Collected data entries
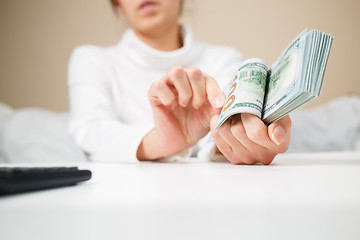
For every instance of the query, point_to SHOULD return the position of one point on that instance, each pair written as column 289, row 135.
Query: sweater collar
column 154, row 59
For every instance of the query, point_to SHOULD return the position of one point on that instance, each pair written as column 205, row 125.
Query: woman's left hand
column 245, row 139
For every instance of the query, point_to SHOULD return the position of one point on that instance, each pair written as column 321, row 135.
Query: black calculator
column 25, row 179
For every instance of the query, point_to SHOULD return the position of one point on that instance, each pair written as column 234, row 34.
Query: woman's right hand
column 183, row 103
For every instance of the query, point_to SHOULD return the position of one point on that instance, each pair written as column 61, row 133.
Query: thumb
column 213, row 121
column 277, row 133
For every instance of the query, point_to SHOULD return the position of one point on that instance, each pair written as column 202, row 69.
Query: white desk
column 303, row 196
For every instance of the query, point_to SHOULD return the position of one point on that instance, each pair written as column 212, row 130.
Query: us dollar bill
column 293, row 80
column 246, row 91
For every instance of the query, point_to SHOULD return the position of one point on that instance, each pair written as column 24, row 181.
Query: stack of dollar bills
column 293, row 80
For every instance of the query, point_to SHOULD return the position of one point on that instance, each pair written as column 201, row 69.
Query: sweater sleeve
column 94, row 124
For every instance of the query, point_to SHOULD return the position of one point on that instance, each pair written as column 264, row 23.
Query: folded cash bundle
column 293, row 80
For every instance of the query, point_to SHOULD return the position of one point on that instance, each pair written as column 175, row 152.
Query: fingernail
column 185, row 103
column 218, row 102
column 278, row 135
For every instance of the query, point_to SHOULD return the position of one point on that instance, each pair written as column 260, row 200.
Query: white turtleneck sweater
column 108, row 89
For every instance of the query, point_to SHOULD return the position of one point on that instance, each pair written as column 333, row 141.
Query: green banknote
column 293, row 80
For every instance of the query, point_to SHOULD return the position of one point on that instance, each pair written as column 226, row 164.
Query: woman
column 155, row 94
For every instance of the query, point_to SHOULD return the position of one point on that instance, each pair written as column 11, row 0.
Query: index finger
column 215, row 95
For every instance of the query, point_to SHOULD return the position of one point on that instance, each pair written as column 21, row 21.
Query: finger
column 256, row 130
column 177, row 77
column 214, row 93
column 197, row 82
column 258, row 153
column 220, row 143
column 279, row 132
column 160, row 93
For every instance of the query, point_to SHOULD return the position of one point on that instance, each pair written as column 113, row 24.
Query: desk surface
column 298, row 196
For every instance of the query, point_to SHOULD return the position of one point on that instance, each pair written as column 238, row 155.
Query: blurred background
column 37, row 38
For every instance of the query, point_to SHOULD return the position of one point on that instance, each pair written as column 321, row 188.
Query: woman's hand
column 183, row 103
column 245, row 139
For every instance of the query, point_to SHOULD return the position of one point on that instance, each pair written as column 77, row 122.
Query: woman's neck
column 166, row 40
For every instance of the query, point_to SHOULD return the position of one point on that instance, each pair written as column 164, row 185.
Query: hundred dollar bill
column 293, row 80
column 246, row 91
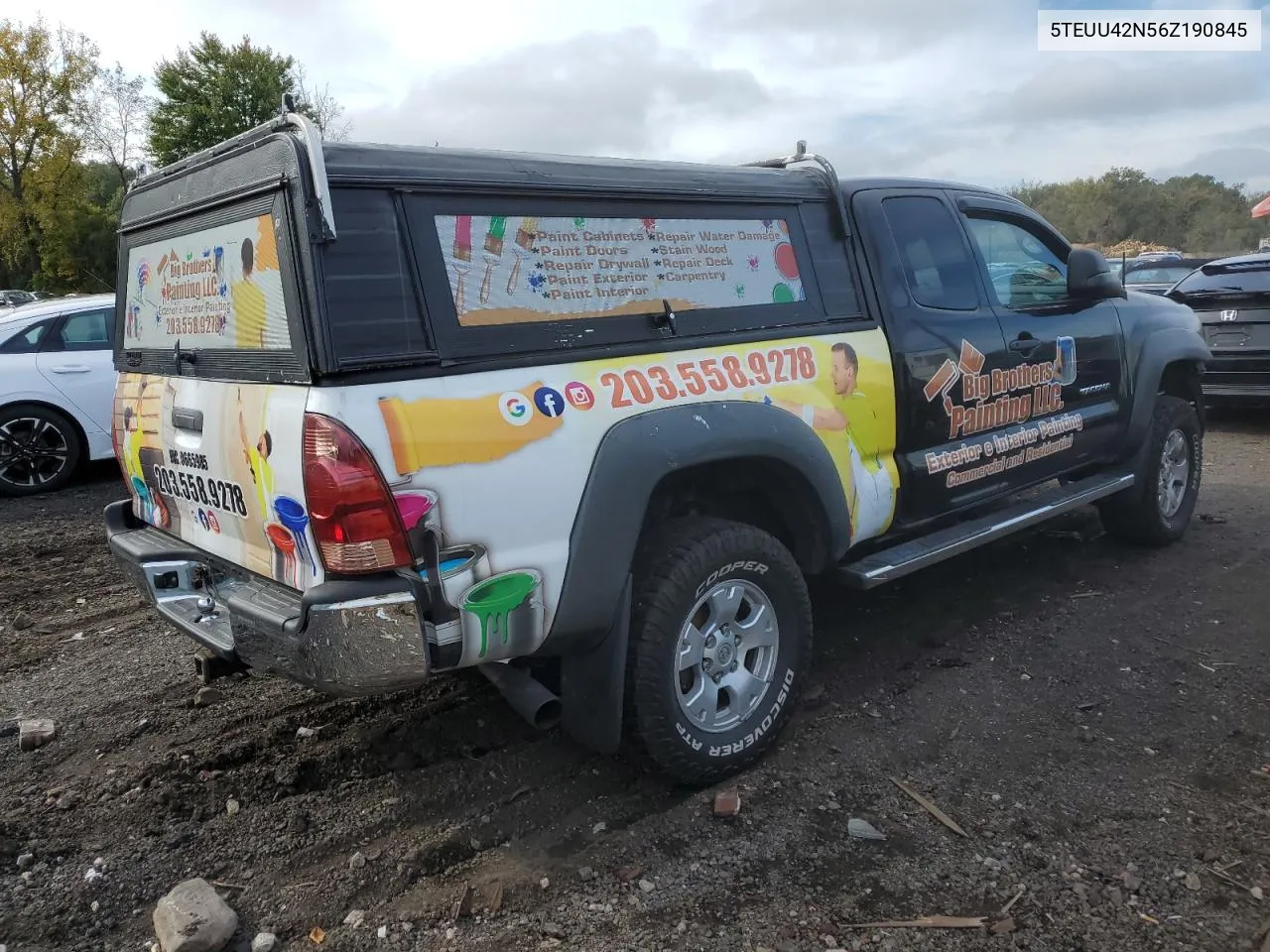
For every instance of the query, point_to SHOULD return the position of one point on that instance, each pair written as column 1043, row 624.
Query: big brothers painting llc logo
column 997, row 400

What you should do:
Transcribe the lines of the listing word for word, from the line with "175, row 152." to the line with "column 278, row 135", including both of those lines.

Finished task:
For every instance of the query, point_to SHOULD return the position of one point on that instance, each pair written as column 175, row 152.
Query: fingernail
column 185, row 103
column 218, row 102
column 278, row 135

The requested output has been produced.